Job 1. Edit the rows from the line with "Practice step: find the car rear" through the end of the rows by replacing "granite rock face" with "sandstone cliff" and keeping everything else unchanged. Return only those lines, leaving out the pictures.

Selected passage.
::::
Abstract
A new algorithm for static hand gesture recognition is proposed in this paper, which mainly includes the following four steps: hand segmentation, arm removal, feature extraction and gesture recognition. Firstly, the hand is extracted from the background by using skin-color features and geometric characteristics. Secondly, a new arm removal algorithm is proposed, which can effectively and quickly remove the arm area by using distance transformation operations, and gesture composed of palm and fingers can be obtained. Finally, Hu moments of the gesture image and the number of fingertips are calculated and entered into the Support Vector Machine (SVM) for training. Experiments have been performed to demonstrate that the proposed algorithm is robust in complex background, and can detect and recognize gestures in real time with an accuracy of 94.89%.
Introduction
With the development of computer vision, pattern recognition and other related technologies, the research of human-computer interaction technology has been greatly promoted. Compared with the traditional interactive methods such as mouse and keyboard, the gesture-based interaction [1–3] is more natural and convenient, and has been widely used in many fields, including smart home [4], robot control [5, 6], sign language recognition [7, 8] and so on.
::::
Job 2. In the gesture recognition paper, shorten the paragraph that begins "With the development of computer vision" while keeping its main facts.

Saved data entries.
::::
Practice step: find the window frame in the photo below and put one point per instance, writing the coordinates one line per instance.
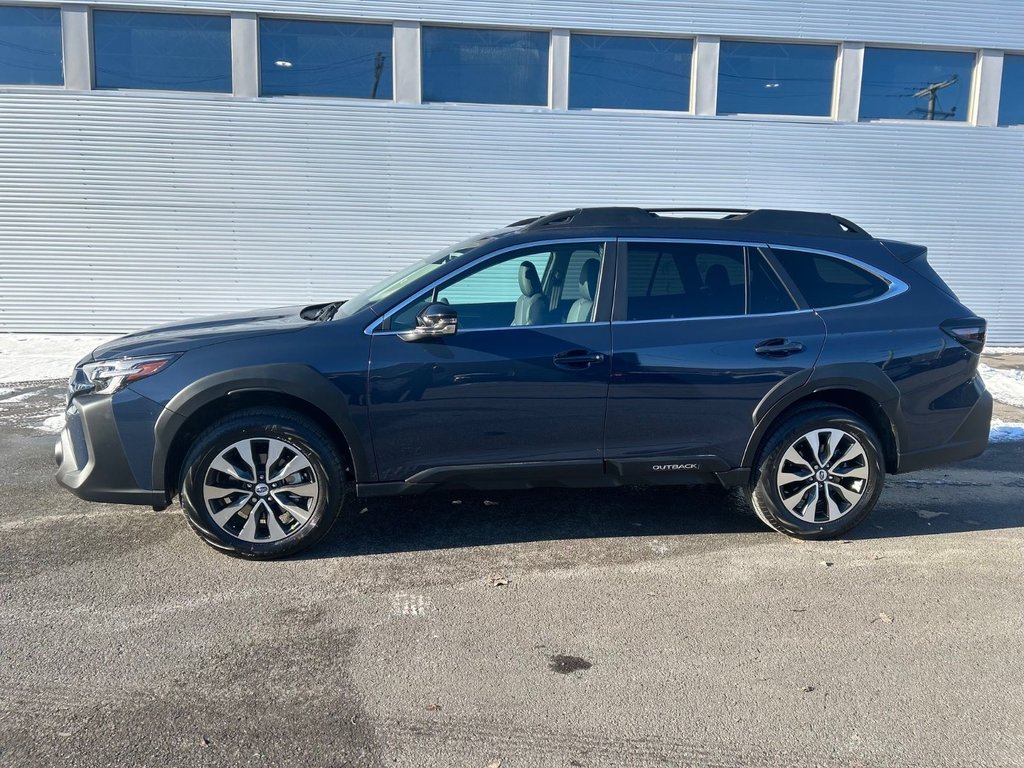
(833, 115)
(602, 301)
(229, 15)
(895, 285)
(285, 16)
(972, 101)
(550, 65)
(62, 85)
(690, 111)
(1003, 82)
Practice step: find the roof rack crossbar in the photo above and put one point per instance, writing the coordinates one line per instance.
(765, 219)
(698, 210)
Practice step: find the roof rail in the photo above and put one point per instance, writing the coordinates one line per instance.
(699, 210)
(764, 219)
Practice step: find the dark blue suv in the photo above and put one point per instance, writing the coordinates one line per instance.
(791, 353)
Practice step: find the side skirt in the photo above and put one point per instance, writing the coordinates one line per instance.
(692, 470)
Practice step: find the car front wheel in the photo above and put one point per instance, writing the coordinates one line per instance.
(262, 484)
(819, 474)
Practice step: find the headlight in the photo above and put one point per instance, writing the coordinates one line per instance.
(107, 377)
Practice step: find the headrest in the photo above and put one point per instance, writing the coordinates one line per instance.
(529, 283)
(717, 278)
(588, 279)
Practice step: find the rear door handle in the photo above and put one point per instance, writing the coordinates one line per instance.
(576, 359)
(778, 347)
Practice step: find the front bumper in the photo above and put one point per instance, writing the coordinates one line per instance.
(92, 461)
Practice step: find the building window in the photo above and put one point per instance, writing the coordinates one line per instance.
(906, 84)
(1012, 96)
(495, 67)
(163, 51)
(775, 78)
(630, 73)
(325, 58)
(30, 46)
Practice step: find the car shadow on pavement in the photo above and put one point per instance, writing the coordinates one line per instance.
(940, 502)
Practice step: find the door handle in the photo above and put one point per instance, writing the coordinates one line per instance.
(778, 347)
(577, 359)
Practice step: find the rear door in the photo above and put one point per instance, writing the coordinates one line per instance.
(701, 332)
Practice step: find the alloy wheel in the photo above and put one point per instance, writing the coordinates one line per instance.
(261, 489)
(822, 475)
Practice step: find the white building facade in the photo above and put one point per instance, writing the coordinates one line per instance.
(161, 161)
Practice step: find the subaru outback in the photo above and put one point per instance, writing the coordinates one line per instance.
(788, 353)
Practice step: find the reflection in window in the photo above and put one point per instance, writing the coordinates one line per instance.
(325, 58)
(630, 73)
(775, 78)
(667, 281)
(826, 282)
(30, 46)
(904, 84)
(164, 51)
(1012, 96)
(496, 67)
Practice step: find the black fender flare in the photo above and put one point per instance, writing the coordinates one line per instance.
(295, 380)
(864, 378)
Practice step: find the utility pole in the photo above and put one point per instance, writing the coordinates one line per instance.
(378, 71)
(932, 92)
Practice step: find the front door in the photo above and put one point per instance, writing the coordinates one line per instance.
(524, 378)
(702, 332)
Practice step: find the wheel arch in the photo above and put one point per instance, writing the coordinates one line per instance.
(862, 389)
(297, 388)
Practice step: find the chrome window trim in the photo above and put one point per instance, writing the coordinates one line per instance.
(896, 286)
(372, 328)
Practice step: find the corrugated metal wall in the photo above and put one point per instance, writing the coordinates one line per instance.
(120, 210)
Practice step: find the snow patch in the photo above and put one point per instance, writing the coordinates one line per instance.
(1007, 385)
(1006, 431)
(43, 356)
(52, 425)
(1004, 350)
(18, 397)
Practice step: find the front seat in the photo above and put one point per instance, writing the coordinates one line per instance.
(530, 306)
(582, 307)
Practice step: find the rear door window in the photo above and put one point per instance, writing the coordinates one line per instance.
(825, 281)
(667, 281)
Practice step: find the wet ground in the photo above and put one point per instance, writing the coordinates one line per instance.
(611, 628)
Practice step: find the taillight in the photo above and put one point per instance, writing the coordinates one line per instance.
(968, 331)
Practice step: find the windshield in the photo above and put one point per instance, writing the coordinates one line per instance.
(393, 284)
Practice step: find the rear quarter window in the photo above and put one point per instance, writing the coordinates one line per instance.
(828, 282)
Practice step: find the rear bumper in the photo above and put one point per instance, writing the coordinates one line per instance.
(970, 440)
(91, 459)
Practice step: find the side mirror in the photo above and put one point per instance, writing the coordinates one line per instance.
(433, 321)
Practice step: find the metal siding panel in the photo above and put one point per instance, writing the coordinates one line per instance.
(992, 24)
(121, 210)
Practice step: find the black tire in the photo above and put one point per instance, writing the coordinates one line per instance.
(766, 487)
(300, 437)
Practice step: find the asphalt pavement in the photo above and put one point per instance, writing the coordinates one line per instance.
(605, 628)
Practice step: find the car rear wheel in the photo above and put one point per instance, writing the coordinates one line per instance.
(262, 483)
(818, 475)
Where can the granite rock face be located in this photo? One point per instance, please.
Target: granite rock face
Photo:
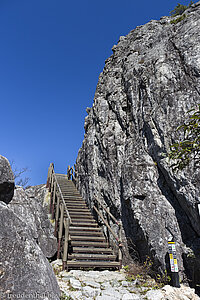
::::
Task response 1.
Practice step: find the car rear wheel in the photo above and put one point per instance, writing the coordinates one line per instance.
(262, 483)
(818, 475)
Where can the sandstone cliff be located in this photo? One point per instance, please.
Target: sandstone cliff
Photo:

Task response 2. Advances in computer vision, pattern recognition and related technologies have greatly promoted research on human-computer interaction. Gesture-based interaction is more natural and convenient than traditional methods such as the mouse and keyboard. It is widely used in fields such as smart homes, robot control and sign language recognition.